## Exercise
Write out the listing in full, matching it word for word.

## Data in this exercise

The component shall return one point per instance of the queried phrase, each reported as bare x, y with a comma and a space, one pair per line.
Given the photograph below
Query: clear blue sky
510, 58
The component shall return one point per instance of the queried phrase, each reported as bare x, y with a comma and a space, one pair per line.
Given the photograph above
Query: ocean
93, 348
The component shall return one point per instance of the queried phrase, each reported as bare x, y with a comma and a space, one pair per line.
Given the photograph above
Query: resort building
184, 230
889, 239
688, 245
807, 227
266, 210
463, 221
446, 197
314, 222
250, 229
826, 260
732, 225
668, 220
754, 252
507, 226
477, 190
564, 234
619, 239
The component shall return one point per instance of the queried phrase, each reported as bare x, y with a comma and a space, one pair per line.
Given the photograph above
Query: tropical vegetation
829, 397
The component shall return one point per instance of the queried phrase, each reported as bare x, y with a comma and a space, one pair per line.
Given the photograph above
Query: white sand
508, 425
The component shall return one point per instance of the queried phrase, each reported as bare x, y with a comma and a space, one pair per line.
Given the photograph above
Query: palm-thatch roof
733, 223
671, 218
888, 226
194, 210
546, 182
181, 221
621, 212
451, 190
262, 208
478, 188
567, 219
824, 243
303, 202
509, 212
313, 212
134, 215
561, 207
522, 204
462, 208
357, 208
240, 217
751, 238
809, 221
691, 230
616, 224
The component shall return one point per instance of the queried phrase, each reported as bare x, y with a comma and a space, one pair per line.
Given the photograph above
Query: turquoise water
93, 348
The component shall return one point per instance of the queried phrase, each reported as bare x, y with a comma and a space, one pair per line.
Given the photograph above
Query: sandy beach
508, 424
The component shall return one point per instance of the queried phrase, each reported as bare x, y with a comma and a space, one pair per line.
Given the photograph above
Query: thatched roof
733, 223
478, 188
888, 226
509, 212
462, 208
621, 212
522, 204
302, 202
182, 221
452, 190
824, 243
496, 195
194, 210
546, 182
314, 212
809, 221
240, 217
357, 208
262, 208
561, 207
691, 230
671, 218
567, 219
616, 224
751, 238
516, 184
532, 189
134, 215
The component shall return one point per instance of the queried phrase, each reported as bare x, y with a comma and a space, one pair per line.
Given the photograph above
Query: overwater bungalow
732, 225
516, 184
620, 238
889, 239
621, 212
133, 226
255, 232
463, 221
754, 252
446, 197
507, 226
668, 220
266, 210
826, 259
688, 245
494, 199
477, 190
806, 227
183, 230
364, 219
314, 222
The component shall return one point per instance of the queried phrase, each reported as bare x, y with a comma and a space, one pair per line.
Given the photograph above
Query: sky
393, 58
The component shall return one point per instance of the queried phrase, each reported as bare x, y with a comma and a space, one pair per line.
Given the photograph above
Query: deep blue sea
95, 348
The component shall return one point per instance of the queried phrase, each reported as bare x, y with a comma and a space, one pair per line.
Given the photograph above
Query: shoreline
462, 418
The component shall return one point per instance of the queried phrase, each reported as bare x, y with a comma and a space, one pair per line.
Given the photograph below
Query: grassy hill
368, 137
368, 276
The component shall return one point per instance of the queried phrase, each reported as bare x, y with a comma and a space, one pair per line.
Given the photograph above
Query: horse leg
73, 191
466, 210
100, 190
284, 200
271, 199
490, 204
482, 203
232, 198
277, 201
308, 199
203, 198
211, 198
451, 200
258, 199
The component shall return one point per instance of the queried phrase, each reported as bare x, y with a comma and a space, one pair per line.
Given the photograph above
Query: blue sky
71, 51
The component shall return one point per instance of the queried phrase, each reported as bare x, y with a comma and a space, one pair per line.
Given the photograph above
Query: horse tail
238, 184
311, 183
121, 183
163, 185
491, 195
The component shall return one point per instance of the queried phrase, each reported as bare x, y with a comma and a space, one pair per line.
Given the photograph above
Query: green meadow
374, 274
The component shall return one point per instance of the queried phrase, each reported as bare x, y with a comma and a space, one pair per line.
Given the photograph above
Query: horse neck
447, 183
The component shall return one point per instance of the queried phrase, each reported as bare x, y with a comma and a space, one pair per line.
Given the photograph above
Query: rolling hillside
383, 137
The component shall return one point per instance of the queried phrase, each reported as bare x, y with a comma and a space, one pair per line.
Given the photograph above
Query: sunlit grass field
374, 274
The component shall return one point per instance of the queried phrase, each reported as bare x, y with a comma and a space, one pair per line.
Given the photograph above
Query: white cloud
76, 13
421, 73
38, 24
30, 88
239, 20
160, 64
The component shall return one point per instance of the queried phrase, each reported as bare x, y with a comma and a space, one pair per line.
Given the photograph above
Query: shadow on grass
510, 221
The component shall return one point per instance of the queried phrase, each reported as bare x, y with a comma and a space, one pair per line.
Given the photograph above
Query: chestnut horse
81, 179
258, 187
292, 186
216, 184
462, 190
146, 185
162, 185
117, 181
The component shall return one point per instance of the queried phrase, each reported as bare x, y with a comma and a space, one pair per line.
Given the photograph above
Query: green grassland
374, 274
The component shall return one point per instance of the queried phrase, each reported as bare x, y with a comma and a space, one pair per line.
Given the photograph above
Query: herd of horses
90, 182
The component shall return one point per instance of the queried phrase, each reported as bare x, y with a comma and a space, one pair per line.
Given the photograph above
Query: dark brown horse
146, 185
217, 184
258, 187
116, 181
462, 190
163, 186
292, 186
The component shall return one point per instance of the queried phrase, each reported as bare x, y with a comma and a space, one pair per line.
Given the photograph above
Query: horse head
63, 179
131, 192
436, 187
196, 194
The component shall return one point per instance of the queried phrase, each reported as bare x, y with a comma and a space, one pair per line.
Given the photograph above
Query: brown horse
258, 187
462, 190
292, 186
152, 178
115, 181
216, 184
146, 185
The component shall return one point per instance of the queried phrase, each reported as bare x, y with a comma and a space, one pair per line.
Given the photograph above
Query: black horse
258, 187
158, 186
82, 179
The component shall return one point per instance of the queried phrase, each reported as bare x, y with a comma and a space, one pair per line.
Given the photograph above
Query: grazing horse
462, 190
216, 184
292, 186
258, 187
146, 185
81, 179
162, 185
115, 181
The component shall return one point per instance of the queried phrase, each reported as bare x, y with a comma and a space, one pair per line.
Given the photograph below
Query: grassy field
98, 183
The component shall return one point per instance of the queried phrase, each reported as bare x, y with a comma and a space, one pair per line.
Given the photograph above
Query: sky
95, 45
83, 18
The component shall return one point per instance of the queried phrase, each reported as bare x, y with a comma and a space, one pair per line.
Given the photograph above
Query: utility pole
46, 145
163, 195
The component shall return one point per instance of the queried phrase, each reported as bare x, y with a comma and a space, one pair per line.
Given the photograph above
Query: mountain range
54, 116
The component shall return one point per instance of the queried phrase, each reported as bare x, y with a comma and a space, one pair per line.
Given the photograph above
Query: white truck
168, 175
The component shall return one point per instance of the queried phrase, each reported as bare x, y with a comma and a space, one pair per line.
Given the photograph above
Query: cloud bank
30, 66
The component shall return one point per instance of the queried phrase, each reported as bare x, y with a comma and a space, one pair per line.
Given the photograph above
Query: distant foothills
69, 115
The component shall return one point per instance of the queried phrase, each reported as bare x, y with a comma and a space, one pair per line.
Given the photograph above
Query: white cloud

## Written answer
The component shall return one point per instance of the queried phrase, each reported as bare x, y with a comma and a space, one pair per line.
Given the photograph below
Query: clear blue sky
510, 58
The component shall return one point per instance of the queried phrase, each reported as bare x, y with a comma and a space, one pair per line.
Given the photograph above
Query: ocean
93, 348
The component shall return one point per instance of the queried phrase, each reported as bare x, y with a comma and a space, one pair per line.
Given the photograph above
Query: resort building
184, 230
889, 239
688, 245
807, 227
266, 210
463, 221
446, 197
314, 222
250, 229
826, 260
732, 225
668, 220
754, 252
507, 226
477, 190
564, 234
619, 239
The component shall return one point per instance of the queried phrase, each reported as bare x, y with a comma and a space, one pair per line.
Given the photograph above
Query: tropical vegetation
829, 397
The component shall return one point per instance of the queried phrase, each reported as bare x, y with a comma and a space, one pair per line.
Given the photograph above
Query: white sand
508, 425
The component shall return one point per instance of the queried phrase, each reported as bare x, y with a comma and a space, one pair per line.
Given the photograph above
Query: palm-thatch roof
733, 223
671, 218
888, 226
194, 210
546, 182
181, 221
621, 212
451, 190
262, 208
478, 188
567, 219
824, 243
303, 202
509, 212
313, 212
134, 215
561, 207
522, 204
462, 208
357, 208
240, 217
751, 238
809, 221
691, 230
616, 224
The component shall return one point per instance of the queried phrase, each reported as bare x, y with a comma and a space, one pair per line.
Given the photograph above
Query: turquoise water
93, 348
The component shall return one point per instance of the queried phrase, each reported as bare x, y with a comma and a space, one pair per line.
Given the photograph above
Query: sandy beach
508, 424
The component shall return one point per instance of the queried phrase, each reported as bare x, y with a comma and a space, one pair per line.
Given the photograph above
Query: thatched roof
733, 223
478, 188
888, 226
509, 212
462, 208
621, 212
522, 204
302, 202
182, 221
452, 190
824, 243
496, 195
194, 210
546, 182
314, 212
809, 221
240, 217
357, 208
262, 208
561, 207
691, 230
671, 218
567, 219
616, 224
751, 238
516, 184
532, 189
134, 215
The component shall return one point per instance of the queried phrase, each reported as bare x, y with a comma and a space, one pair per line.
Given the photograph above
Query: overwater bungalow
732, 225
516, 184
620, 238
889, 239
621, 212
133, 226
255, 232
463, 221
754, 252
446, 197
507, 226
668, 220
266, 210
826, 259
688, 245
494, 199
477, 190
806, 227
183, 230
364, 219
314, 222
The component shall return one point per instance of the queried phrase, each reported as bare x, y with a comma and a space, one pair per line.
Given the photograph above
Query: sky
393, 58
The component shall return one point per instance of the queried phrase, each reported as bare x, y with a comma and a space, one pair per line.
Given the photograph above
Query: deep blue sea
95, 348
The component shall return one point per instance of the queried phrase, each reported as bare x, y with a comma and a space, one pair per line.
Given the photograph above
Query: shoreline
462, 418
The component shall return one point per instance of the queried phrase, each reported as bare x, y with a comma and a space, one pair per line.
Given the photograph below
Query: grassy hill
368, 137
368, 276
The component shall return one point per instance of the queried phrase, each reported as bare x, y with a comma and a space, one pair per line.
Given the photograph above
Query: horse leg
73, 191
466, 210
100, 190
284, 200
271, 199
490, 204
482, 203
232, 198
277, 201
308, 199
203, 198
211, 198
451, 200
258, 199
The component shall return one point per instance of the queried phrase, each reported as bare x, y with a comma and a space, one pair per line.
Given the photograph above
Query: blue sky
71, 51
The component shall return one point per instance of the queried phrase, each reported as bare x, y with a comma and a space, one pair per line.
Given the photograph above
Query: horse tail
238, 184
311, 183
121, 183
163, 185
491, 195
The component shall return one point per instance of the queried phrase, each reported as bare x, y with a comma and a space, one pair per line.
Given the photograph above
Query: green meadow
374, 274
The component shall return one point per instance of the queried phrase, each reported as bare x, y with a comma and a space, one pair per line.
Given the photograph above
Query: horse neck
447, 183
The component shall return one point per instance of the queried phrase, each reported as bare x, y with a comma and a space, one pair per line.
Given the photograph above
Query: rolling hillside
383, 137
The component shall return one point per instance of the queried phrase, each reported as bare x, y with a comma and a space, one pair per line.
Given the photograph above
Query: sunlit grass field
374, 274
The component shall return one point per instance of the queried phrase, each reported as bare x, y with a comma and a space, one pair per line.
Given the photograph above
Query: white cloud
76, 13
421, 73
38, 24
30, 88
239, 20
160, 64
The component shall return one point per instance of the queried phrase, each reported as bare x, y with a comma and a space, one pair per line.
Given the photograph above
Query: shadow on grass
510, 221
The component shall return one point per instance of the queried phrase, each reported as bare x, y with a comma and a space, one pair per line.
Given the photograph above
Query: chestnut horse
81, 179
258, 187
292, 186
216, 184
462, 190
146, 185
162, 185
117, 181
The component shall return one point per instance of the queried phrase, each reported as bare x, y with a comma and a space, one pair per line.
Given the photograph above
Query: green grassland
374, 274
The component shall return one point per instance of the queried phrase, each reported as bare x, y with a comma and a space, one pair per line.
Given the photograph above
Query: herd of horses
90, 182
The component shall return one point per instance of the queried phrase, each reported as bare x, y with a comma and a space, one pair per line.
Given the photograph above
Query: dark brown horse
146, 185
217, 184
258, 187
116, 181
462, 190
163, 186
292, 186
The component shall return one point per instance of the queried phrase, each reported as bare x, y with a comma and a space, one pair per line.
Given the photograph above
Query: horse head
63, 179
131, 192
436, 187
196, 194
The component shall return one point per instance of the queried phrase, each reported as bare x, y with a comma and a space, one pair per line.
Given the photograph above
Query: brown horse
258, 187
462, 190
292, 186
152, 178
115, 181
216, 184
146, 185
The component shall return one point per instance of the queried phrase, each reported as bare x, y with a comma and a space, one pair per line.
Given the photograph above
Query: black horse
258, 187
158, 186
82, 179
The component shall return one point per instance of the queried phrase, each reported as bare x, y with a comma and a space, one pair per line.
Given the photograph above
Query: grazing horse
462, 190
216, 184
292, 186
258, 187
146, 185
81, 179
162, 185
115, 181
The component shall return one point per instance of the queried phrase, each reported as bare x, y with a comma and a space, one pair per line.
Given the photograph below
Query: grassy field
98, 183
The component shall return one point per instance of the queried phrase, each reported as bare x, y with a comma and a space, one pair per line.
Given the photograph above
Query: sky
95, 45
83, 18
The component shall return one point per instance of the queried phrase, each reported as bare x, y with a comma and a space, one pair per line.
Given the photograph above
Query: utility pole
46, 145
163, 195
The component shall return one point per instance of the queried phrase, each reported as bare x, y with a comma and a space, one pair per line.
Given the photograph above
Query: mountain range
54, 116
The component shall return one point per instance of the queried phrase, each reported as bare x, y with a comma and a space, one pair per line.
Given the photograph above
Query: white truck
168, 175
The component shall return one point per instance of the queried phrase, each reported as bare x, y with a comma and a space, one pair per line.
Given the photograph above
Query: cloud bank
30, 66
The component shall return one point per instance of the queried phrase, each reported as bare x, y with a comma and a space, one pair per line.
Given the photograph above
Query: distant foothills
69, 115
The component shall return one point per instance of the queried phrase, each reported as bare x, y with a comma and a space, one pair per line.
Given the photograph above
Query: white cloud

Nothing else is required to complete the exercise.